**** AVAILABLE DATA ****
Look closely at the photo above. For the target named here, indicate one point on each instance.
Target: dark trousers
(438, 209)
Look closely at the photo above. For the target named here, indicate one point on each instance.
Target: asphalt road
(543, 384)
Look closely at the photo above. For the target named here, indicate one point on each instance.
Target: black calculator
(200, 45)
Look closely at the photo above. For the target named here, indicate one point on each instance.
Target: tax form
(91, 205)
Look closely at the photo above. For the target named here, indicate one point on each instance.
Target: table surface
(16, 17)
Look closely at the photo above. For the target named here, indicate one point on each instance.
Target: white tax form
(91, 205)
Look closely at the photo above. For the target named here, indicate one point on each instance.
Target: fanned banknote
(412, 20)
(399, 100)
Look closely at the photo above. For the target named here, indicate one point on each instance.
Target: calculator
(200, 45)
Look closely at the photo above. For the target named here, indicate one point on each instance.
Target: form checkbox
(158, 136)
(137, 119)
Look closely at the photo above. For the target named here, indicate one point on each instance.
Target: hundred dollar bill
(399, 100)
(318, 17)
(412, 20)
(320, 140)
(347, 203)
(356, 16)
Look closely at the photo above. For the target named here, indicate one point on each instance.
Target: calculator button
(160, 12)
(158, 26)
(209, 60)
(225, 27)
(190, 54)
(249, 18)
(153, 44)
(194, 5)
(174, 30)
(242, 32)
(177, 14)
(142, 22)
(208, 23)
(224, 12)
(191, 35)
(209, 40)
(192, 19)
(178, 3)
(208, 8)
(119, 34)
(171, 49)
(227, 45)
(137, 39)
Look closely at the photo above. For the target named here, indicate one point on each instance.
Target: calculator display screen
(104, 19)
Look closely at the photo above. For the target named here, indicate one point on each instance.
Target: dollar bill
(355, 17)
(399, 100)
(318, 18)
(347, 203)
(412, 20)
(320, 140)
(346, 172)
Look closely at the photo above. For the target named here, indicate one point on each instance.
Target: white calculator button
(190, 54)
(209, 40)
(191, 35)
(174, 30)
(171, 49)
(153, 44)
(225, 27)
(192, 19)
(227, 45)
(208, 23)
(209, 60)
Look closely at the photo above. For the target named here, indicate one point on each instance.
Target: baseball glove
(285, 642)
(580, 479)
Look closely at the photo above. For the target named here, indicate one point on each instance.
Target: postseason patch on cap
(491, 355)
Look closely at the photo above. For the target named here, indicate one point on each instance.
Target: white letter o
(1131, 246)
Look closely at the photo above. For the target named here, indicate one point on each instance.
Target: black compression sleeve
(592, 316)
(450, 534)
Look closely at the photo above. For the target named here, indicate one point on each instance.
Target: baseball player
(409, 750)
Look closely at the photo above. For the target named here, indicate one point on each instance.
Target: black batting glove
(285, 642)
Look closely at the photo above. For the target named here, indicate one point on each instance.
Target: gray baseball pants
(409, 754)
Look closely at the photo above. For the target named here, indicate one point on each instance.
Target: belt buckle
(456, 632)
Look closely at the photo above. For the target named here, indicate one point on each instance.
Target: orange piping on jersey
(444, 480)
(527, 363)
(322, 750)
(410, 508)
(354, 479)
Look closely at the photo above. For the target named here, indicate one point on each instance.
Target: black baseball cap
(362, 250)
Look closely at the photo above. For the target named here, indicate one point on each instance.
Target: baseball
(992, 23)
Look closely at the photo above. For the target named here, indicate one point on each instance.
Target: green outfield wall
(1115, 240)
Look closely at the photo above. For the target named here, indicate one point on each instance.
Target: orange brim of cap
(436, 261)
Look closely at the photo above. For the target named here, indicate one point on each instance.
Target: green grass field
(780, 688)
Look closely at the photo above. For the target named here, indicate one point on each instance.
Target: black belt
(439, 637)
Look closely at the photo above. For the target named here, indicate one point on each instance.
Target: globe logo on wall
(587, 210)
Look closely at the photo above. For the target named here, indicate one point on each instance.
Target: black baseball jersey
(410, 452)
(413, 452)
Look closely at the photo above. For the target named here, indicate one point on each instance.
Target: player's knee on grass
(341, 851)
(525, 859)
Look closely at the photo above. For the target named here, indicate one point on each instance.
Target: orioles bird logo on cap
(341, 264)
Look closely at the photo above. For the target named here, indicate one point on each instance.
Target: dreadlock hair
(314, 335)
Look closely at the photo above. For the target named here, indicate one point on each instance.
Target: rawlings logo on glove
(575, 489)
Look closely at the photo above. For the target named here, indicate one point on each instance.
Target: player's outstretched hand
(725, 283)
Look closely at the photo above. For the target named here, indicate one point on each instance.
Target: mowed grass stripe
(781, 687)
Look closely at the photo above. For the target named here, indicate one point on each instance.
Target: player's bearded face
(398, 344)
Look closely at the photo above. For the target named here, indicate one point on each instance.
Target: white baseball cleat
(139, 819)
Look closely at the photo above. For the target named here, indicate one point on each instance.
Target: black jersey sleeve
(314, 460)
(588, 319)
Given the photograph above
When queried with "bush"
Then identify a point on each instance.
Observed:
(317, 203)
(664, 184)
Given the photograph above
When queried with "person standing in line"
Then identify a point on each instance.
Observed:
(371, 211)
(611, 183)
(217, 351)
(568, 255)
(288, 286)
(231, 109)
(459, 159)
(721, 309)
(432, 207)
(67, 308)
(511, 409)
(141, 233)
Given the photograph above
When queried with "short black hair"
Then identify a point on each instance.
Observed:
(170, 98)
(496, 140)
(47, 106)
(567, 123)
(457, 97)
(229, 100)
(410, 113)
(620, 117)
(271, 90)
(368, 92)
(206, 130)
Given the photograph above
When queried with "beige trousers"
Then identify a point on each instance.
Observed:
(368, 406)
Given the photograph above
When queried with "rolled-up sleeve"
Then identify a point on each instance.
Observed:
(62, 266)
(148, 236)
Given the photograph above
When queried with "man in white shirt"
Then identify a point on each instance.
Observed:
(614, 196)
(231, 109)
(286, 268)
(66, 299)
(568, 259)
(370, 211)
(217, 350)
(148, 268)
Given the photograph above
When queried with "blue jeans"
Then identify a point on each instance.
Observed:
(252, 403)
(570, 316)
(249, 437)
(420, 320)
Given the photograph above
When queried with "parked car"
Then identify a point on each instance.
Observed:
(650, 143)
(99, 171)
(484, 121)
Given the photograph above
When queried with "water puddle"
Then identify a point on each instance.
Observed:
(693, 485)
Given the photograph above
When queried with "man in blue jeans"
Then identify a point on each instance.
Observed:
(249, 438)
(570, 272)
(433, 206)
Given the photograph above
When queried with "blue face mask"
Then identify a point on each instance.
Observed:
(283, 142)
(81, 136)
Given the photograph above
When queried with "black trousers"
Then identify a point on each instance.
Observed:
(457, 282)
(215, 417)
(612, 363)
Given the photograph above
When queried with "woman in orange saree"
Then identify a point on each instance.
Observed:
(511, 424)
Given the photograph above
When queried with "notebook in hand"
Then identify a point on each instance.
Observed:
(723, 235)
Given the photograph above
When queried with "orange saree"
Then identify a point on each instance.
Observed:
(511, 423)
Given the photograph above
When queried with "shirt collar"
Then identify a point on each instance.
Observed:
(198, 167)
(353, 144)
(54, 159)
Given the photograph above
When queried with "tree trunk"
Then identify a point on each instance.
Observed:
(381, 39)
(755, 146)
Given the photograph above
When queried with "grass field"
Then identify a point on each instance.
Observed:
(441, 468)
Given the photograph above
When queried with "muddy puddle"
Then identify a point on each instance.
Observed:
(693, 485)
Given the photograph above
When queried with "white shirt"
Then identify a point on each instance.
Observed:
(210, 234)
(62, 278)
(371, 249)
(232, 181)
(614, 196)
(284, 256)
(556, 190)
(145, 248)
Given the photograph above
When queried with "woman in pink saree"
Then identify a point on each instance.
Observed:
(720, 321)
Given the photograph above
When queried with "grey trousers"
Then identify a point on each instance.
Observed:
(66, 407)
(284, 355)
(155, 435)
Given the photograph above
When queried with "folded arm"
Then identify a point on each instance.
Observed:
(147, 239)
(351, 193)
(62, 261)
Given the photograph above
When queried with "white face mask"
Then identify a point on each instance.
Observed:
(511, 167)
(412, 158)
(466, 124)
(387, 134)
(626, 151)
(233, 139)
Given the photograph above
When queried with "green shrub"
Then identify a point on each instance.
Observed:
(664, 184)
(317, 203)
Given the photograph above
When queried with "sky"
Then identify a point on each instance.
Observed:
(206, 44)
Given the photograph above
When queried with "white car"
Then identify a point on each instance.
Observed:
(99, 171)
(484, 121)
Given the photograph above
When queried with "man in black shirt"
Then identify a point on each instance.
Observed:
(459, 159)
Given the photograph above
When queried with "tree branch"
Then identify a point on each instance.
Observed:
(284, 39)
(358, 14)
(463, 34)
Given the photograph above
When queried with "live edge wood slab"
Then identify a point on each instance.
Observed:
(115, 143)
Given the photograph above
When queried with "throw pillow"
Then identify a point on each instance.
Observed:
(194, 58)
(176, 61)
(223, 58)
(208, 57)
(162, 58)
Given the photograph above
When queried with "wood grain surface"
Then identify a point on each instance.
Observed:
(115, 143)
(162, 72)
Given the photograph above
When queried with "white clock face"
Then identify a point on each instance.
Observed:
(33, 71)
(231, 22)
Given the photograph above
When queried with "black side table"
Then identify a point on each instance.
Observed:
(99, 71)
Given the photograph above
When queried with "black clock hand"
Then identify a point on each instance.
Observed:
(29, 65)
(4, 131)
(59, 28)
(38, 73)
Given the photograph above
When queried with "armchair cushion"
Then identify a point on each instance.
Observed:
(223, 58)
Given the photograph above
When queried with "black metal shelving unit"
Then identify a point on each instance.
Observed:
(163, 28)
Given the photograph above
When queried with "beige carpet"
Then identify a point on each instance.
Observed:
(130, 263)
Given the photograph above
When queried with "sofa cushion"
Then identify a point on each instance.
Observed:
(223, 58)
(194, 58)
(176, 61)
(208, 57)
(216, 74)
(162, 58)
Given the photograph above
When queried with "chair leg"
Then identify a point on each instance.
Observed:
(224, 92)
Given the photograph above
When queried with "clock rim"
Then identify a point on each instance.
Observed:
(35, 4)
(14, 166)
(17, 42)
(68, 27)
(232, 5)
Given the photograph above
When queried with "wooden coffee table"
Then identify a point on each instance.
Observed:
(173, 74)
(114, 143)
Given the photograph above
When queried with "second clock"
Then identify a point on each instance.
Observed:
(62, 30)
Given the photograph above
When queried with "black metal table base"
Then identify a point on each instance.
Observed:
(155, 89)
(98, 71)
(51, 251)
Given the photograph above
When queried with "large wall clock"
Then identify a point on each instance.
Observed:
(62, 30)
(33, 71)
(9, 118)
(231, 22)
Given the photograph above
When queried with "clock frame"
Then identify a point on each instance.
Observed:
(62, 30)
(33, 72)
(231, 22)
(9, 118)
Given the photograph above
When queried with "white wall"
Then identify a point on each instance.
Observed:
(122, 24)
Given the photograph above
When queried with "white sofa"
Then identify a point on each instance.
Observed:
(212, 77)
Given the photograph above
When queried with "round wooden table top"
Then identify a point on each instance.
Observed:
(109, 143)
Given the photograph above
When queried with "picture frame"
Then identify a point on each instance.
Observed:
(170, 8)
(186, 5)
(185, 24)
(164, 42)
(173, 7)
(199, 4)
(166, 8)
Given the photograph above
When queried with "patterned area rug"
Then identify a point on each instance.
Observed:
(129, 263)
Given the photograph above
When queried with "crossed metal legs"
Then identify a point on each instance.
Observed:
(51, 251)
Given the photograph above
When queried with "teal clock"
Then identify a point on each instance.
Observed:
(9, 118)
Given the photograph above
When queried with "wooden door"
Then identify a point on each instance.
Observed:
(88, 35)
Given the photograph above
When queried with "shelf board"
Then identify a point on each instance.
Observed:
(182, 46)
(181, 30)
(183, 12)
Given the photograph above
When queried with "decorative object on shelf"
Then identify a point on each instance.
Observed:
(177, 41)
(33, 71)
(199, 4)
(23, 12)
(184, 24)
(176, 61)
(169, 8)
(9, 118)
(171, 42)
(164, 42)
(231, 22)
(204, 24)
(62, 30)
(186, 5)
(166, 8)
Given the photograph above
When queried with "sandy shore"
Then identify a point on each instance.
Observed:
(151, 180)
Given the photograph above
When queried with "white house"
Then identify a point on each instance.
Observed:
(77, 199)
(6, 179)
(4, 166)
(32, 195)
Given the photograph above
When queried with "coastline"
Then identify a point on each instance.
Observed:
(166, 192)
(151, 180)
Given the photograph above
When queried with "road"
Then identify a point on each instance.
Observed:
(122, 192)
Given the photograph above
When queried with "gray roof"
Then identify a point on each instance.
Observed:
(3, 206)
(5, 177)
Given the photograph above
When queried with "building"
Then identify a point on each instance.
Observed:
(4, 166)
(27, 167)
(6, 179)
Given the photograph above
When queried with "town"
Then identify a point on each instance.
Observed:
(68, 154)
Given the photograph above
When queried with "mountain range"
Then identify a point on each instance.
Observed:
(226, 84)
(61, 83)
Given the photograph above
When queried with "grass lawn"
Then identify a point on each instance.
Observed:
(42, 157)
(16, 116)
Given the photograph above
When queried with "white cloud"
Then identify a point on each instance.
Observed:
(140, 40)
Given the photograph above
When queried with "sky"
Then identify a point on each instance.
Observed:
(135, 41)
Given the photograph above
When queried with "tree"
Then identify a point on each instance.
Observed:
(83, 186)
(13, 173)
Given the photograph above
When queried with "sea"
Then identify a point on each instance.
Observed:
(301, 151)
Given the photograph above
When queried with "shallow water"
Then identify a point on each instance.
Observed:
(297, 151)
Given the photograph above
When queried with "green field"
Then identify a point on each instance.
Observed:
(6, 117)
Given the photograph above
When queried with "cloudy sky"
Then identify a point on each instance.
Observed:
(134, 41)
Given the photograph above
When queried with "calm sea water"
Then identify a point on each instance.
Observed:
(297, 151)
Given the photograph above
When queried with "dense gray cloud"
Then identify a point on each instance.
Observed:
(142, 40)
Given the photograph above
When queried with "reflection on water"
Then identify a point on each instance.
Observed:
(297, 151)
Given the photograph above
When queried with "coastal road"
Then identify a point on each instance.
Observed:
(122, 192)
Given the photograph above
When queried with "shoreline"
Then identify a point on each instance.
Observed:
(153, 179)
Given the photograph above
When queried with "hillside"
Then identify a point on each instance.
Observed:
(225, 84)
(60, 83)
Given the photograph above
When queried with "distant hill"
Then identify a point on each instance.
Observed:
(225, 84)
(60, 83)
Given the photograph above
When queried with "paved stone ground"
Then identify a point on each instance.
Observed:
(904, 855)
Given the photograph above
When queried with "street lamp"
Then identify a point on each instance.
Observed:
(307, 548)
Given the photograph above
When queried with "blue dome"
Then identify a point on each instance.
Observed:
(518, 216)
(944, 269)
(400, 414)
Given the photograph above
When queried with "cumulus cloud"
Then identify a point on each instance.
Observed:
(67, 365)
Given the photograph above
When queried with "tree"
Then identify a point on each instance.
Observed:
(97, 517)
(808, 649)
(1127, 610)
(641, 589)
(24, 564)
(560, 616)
****
> [ASSIGNMENT] If a line above holds the string "beige", copy it out.

> [RESPONSE BOX]
When queried with "beige trousers"
When queried with "beige carpet"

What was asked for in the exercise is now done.